THE EXERCISE
Render the lines from the one containing "Trace the outline of every instance of the white" through the one containing "69], [30, 68]]" as a two-column CSV with the headers "prompt" and "response". Each request gets one row with its text and its answer, each placed in a single quoted field with line breaks replaced by spaces.

[Contour labeling lines]
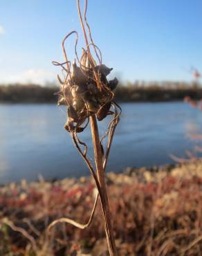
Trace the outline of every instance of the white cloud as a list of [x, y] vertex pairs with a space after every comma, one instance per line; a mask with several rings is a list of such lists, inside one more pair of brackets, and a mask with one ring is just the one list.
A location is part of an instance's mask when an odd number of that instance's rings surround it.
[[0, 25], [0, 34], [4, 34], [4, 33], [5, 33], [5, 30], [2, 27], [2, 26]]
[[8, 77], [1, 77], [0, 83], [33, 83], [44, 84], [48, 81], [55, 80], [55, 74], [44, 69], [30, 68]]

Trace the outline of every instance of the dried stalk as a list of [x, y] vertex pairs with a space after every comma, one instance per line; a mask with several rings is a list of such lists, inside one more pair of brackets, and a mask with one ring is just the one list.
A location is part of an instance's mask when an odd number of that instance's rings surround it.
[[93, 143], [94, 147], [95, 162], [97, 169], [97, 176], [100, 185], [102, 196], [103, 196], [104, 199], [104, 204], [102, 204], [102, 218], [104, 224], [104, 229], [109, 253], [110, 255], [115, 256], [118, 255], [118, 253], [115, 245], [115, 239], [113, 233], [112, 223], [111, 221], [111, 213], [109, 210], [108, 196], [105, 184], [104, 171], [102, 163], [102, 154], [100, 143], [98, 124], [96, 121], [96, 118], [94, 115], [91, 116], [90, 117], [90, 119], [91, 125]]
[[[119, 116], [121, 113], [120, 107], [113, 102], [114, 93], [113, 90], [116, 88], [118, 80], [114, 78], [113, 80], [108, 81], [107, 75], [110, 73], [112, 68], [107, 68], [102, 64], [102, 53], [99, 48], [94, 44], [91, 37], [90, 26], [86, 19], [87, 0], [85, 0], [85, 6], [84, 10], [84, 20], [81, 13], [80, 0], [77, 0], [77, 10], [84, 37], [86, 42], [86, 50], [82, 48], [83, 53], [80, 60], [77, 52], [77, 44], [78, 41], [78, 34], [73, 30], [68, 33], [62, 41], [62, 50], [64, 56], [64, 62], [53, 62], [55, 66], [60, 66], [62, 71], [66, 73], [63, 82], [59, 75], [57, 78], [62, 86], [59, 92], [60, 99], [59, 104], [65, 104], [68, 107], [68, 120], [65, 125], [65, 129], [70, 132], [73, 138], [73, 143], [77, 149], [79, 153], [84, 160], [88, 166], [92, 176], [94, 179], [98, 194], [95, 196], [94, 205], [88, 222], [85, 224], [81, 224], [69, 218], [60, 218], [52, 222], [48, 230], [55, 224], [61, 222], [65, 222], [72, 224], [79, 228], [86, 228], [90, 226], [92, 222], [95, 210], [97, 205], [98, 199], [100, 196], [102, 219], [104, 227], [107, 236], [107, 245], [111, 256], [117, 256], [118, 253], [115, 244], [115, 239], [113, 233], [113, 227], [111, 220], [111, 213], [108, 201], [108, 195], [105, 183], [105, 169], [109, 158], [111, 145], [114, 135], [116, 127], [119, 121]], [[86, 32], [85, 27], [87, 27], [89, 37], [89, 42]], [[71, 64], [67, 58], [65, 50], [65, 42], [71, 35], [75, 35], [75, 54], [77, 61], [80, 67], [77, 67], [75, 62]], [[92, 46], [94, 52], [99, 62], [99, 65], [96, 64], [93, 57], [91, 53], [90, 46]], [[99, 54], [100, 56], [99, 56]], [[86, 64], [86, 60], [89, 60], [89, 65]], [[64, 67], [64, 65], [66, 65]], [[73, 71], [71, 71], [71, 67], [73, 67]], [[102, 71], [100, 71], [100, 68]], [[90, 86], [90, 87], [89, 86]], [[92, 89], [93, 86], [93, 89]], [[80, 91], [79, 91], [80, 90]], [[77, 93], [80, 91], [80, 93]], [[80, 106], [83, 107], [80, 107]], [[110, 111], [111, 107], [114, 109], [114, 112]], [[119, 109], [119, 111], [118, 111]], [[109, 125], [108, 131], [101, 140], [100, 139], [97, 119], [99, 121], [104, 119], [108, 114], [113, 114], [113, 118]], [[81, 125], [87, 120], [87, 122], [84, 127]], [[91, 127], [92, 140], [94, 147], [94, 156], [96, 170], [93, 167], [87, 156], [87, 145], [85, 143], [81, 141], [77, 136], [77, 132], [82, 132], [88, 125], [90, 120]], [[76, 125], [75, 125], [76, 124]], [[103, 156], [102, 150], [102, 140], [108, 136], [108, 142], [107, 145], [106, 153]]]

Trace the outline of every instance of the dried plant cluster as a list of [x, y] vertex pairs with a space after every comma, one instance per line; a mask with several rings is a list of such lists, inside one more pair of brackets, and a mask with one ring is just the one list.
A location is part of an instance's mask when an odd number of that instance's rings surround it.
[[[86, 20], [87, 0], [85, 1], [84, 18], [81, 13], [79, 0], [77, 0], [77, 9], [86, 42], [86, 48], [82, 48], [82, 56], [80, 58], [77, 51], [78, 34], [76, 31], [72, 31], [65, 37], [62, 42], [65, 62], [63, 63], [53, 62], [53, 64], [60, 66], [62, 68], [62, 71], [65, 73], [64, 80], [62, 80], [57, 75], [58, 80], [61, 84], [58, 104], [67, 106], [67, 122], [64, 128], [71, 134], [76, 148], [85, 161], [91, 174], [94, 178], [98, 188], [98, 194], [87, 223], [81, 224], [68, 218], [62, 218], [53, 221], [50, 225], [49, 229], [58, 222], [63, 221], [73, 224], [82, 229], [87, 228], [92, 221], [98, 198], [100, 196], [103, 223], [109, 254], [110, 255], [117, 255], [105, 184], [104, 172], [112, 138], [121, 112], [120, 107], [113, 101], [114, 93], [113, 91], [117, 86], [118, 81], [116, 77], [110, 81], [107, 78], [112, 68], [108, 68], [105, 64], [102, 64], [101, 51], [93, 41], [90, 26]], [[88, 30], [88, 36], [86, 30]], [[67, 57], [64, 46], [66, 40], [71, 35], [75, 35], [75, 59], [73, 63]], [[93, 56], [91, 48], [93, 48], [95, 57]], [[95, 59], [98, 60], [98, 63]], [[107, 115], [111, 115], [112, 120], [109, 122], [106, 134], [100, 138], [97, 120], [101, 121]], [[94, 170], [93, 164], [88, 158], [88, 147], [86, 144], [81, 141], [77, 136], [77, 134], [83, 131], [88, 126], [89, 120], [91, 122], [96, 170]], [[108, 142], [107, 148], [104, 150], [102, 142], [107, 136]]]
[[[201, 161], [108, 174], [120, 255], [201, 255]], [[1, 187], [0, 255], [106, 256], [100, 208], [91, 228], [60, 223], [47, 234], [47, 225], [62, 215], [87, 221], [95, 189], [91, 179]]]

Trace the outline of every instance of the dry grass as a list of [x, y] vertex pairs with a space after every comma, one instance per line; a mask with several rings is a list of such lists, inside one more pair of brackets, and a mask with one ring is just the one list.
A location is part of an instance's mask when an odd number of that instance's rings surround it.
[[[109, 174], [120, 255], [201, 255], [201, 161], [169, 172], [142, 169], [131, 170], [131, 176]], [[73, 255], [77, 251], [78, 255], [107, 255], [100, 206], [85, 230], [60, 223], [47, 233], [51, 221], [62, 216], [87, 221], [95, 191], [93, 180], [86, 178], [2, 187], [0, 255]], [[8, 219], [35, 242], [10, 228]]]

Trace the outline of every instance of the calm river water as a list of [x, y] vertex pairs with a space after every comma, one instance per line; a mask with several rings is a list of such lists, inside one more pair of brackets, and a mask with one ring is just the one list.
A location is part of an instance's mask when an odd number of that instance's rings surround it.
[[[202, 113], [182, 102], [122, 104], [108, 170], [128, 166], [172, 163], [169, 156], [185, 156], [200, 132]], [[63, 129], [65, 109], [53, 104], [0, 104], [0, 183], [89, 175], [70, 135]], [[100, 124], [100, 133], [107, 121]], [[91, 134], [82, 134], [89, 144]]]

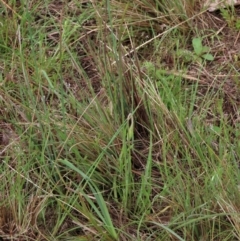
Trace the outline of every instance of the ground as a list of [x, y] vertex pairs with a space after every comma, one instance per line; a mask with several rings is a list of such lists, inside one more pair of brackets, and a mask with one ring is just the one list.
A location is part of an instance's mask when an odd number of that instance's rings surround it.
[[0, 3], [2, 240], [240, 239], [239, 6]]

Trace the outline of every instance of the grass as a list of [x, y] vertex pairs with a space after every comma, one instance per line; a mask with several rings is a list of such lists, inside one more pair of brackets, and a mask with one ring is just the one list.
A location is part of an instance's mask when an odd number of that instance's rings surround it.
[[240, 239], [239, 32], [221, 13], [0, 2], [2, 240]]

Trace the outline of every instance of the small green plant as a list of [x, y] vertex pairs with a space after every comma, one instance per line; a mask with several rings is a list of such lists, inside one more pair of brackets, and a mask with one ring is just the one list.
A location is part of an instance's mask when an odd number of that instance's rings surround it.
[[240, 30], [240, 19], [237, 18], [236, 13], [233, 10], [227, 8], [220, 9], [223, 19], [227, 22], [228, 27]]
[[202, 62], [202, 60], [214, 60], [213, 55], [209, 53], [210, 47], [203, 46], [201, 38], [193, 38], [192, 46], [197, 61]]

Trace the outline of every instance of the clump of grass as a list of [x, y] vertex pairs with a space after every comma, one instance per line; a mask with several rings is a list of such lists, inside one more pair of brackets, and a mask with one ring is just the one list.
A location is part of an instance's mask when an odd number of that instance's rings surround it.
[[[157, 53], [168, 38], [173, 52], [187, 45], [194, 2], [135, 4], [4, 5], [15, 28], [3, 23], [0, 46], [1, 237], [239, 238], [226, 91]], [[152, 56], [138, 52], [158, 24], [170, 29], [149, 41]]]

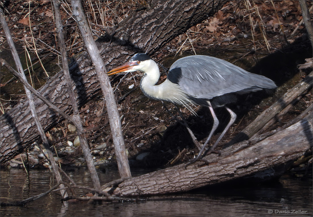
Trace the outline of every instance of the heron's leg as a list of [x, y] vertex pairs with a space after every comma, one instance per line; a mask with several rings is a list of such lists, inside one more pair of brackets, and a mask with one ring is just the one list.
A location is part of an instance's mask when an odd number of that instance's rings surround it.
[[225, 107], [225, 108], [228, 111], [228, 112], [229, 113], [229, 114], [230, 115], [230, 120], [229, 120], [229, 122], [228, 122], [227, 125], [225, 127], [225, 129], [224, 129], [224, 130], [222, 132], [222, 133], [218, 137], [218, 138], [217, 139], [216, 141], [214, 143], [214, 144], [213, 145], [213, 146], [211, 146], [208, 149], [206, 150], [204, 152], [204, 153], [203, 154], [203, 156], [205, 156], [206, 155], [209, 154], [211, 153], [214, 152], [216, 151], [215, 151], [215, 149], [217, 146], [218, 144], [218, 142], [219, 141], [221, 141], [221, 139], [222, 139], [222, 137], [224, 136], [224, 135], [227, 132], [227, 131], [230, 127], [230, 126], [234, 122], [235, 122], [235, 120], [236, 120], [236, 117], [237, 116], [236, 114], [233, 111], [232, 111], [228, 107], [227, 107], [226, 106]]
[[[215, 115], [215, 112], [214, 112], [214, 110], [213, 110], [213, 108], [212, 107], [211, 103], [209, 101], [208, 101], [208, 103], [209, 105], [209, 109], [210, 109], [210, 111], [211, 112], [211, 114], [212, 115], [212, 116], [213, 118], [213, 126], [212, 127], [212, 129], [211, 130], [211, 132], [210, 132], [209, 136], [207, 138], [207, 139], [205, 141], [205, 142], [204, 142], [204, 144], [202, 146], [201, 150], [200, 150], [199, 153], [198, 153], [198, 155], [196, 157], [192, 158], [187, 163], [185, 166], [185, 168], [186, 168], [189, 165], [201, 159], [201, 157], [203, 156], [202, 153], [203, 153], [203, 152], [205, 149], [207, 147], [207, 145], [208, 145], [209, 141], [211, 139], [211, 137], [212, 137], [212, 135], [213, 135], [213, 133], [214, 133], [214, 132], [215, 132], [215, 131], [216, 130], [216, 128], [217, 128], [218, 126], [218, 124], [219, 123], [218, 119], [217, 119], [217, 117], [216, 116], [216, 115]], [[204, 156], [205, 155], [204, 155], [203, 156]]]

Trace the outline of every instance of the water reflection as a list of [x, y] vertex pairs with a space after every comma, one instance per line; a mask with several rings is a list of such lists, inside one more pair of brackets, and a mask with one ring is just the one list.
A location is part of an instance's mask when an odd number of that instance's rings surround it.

* * *

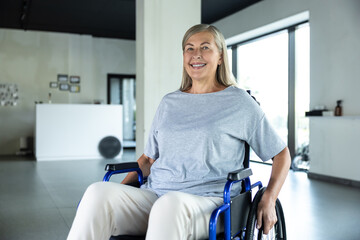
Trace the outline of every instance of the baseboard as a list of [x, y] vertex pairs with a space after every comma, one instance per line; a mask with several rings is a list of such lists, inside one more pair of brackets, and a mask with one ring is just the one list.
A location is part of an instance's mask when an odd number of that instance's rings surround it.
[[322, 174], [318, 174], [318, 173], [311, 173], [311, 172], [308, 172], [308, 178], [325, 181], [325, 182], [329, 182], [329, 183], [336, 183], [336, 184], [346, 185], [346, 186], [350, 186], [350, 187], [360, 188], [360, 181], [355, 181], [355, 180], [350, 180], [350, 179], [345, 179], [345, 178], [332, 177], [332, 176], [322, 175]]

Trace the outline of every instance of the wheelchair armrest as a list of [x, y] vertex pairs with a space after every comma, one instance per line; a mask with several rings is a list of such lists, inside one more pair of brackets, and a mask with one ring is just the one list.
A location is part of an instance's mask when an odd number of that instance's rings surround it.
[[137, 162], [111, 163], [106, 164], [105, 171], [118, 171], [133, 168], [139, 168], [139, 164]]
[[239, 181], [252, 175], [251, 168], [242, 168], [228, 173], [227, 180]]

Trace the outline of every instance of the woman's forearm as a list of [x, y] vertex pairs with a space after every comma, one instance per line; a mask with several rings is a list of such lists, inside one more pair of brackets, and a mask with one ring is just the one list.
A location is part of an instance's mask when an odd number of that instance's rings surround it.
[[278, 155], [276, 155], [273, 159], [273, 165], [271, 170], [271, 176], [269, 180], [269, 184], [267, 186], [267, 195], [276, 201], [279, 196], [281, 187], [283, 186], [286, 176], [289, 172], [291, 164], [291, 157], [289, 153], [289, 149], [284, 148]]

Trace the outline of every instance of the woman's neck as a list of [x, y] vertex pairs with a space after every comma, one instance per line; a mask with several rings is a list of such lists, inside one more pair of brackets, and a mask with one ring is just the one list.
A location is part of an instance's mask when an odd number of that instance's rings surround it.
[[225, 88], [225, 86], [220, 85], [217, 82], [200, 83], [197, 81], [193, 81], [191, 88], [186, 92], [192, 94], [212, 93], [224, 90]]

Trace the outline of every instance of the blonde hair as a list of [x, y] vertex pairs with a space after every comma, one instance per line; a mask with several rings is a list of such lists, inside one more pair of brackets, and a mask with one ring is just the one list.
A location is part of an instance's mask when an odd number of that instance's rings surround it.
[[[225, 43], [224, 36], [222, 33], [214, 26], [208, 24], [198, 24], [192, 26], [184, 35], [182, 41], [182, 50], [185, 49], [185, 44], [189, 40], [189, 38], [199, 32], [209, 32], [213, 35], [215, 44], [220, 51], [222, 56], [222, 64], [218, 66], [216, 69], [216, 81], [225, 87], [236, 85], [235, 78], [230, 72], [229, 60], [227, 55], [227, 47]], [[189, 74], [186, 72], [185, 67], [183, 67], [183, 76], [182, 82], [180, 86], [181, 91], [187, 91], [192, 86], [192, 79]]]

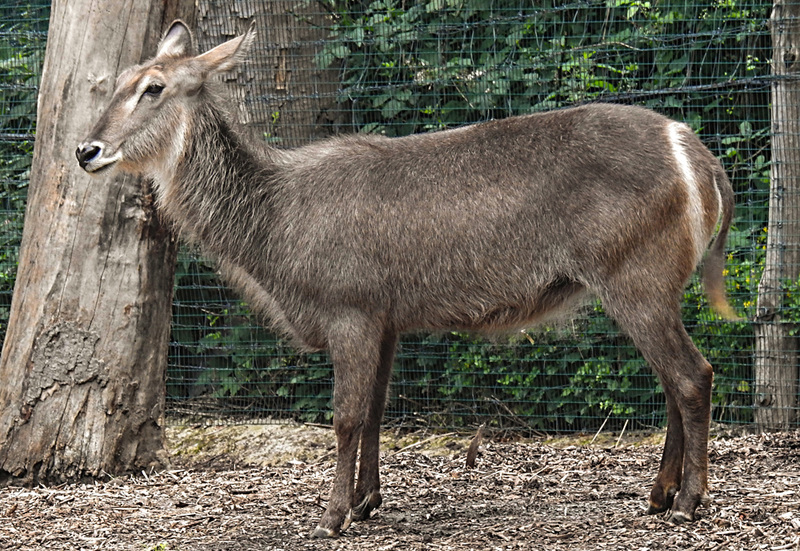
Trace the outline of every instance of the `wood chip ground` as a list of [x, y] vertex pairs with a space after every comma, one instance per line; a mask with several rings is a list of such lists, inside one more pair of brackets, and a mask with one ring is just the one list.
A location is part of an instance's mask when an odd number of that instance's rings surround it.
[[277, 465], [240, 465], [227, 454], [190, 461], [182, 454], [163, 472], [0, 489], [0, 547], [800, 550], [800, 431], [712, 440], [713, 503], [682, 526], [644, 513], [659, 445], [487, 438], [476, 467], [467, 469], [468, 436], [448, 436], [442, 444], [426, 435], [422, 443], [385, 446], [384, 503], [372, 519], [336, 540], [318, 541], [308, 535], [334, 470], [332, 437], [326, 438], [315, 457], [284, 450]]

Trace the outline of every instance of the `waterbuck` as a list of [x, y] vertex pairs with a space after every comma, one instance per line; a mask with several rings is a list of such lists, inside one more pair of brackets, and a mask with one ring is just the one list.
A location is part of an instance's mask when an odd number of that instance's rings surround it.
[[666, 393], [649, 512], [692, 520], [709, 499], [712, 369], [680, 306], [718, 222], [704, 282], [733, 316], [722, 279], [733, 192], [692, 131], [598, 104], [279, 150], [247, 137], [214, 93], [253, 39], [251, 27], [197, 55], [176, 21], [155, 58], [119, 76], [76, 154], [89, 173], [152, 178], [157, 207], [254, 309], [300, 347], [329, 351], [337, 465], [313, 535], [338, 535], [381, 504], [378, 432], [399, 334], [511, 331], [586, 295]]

FINAL ANSWER
prompt,response
"Trace the outline of every instance of the white cloud as a list of [x, y] vertex pairs with a space after every comma, one instance per line; a mask with several rings is a list of such lists, inside one more pair of brackets, and a mask with one ring is just the one list. A location is part of an instance's mask when an odd number of that instance's rings surround it.","[[0, 25], [0, 34], [4, 34], [4, 33], [5, 33], [5, 30], [2, 27], [2, 26]] [[8, 77], [1, 77], [0, 83], [33, 83], [44, 84], [48, 81], [55, 80], [55, 74], [44, 69], [30, 68]]"